Thursday, July 28, 2011

Strauss-Kahn Shows Justice for Accused/Accuser Uses Same Rules

If Manhattan District Attorney Cyrus Vance Jr. had decided to codename his investigation of former International Monetary Fund chief Dominique Strauss-Kahn, he might have called it “Operation Rock and a Hard Place.”

Eleven weeks ago, with Strauss-Kahn headed to a country that didn’t extradite, Vance had to decide whether to charge the French presidential hopeful with sexually attacking a hotel maid, based on his assessment of a credible claim. Six weeks after he said the maid admitted telling lies about her background and the aftermath of the alleged attack, Vance is grappling with whether to drop the charges even though there’s evidence of a crime.
Lawyers for Strauss-Kahn and the maid are demanding that Vance make opposite decisions. Without indicating any doubts about pursuing the case, Vance has said he’s sticking to the principle he laid down on July 1, when prosecutors told the judge in charge of the case that the maid, Nafissatou Diallo, had lied and had other “credibility issues.”

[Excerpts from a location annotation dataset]
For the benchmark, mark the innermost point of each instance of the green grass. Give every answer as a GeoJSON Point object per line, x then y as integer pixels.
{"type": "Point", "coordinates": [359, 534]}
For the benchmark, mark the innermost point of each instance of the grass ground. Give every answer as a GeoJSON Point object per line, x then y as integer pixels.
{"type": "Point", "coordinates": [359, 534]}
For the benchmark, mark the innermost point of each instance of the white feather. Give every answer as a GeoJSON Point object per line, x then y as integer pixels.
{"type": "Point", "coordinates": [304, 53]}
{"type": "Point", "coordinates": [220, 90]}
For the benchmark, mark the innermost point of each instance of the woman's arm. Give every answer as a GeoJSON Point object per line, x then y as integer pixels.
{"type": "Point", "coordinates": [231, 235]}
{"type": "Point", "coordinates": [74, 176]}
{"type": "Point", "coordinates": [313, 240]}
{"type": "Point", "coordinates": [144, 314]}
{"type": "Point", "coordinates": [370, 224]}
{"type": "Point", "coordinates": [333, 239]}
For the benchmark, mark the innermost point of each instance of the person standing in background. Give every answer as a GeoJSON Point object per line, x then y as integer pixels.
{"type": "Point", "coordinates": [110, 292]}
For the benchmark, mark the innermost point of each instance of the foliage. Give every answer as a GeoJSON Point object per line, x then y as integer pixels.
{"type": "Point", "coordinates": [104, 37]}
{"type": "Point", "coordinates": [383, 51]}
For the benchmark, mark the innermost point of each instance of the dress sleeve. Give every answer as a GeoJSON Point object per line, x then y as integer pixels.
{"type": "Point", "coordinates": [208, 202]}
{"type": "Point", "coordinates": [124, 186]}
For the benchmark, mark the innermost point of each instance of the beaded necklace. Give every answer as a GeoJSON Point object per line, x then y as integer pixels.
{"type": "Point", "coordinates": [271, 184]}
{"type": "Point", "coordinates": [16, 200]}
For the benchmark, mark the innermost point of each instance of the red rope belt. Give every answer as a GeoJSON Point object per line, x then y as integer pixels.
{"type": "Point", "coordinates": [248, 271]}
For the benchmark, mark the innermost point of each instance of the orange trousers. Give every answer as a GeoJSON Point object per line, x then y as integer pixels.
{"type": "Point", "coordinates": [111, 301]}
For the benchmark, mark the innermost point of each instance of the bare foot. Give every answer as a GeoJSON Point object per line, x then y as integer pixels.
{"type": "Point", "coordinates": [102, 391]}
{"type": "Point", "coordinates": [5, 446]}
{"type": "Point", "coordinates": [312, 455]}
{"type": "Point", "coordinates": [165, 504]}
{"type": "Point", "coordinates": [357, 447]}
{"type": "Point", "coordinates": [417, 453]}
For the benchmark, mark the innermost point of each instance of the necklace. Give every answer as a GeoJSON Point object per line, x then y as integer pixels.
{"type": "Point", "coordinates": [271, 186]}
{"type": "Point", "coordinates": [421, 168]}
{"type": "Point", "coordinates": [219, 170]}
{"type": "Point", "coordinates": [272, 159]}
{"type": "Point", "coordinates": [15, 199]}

TASK TO COMPLETE: Write out the passage of the Strauss-Kahn article that opens with the words containing "Thursday, July 28, 2011" and closes with "of a crime.", word for word. Work only from the Strauss-Kahn article, not from the entries.

WRITTEN SOLUTION:
Thursday, July 28, 2011

Strauss-Kahn Shows Justice for Accused/Accuser Uses Same Rules

If Manhattan District Attorney Cyrus Vance Jr. had decided to codename his investigation of former International Monetary Fund chief Dominique Strauss-Kahn, he might have called it “Operation Rock and a Hard Place.”

Eleven weeks ago, with Strauss-Kahn headed to a country that didn’t extradite, Vance had to decide whether to charge the French presidential hopeful with sexually attacking a hotel maid, based on his assessment of a credible claim. Six weeks after he said the maid admitted telling lies about her background and the aftermath of the alleged attack, Vance is grappling with whether to drop the charges even though there’s evidence of a crime.